■ What the task requires: Count how many lines in the rows below contain the string "finial", treating uppercase and lowercase as different, and reply with only that number.

■ Some rows:
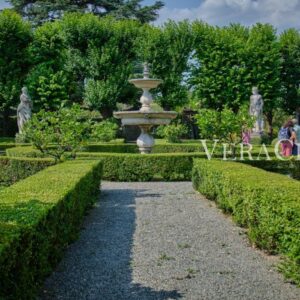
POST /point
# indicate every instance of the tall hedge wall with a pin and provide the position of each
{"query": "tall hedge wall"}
(39, 216)
(266, 203)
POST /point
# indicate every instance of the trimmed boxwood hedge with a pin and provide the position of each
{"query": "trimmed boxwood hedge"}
(267, 204)
(290, 167)
(132, 148)
(137, 167)
(39, 216)
(14, 169)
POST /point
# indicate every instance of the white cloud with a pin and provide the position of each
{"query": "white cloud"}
(281, 13)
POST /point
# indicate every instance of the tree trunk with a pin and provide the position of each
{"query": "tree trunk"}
(269, 116)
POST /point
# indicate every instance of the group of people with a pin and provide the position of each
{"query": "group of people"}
(289, 135)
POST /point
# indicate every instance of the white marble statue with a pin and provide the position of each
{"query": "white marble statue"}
(24, 109)
(256, 110)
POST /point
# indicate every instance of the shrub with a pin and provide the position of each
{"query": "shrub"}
(172, 133)
(15, 169)
(270, 210)
(290, 167)
(39, 216)
(104, 131)
(137, 167)
(63, 129)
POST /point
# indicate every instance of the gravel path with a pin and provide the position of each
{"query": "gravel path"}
(160, 241)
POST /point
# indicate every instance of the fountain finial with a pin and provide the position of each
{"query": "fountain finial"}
(146, 71)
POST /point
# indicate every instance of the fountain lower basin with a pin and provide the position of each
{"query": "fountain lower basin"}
(145, 121)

■ Result: 2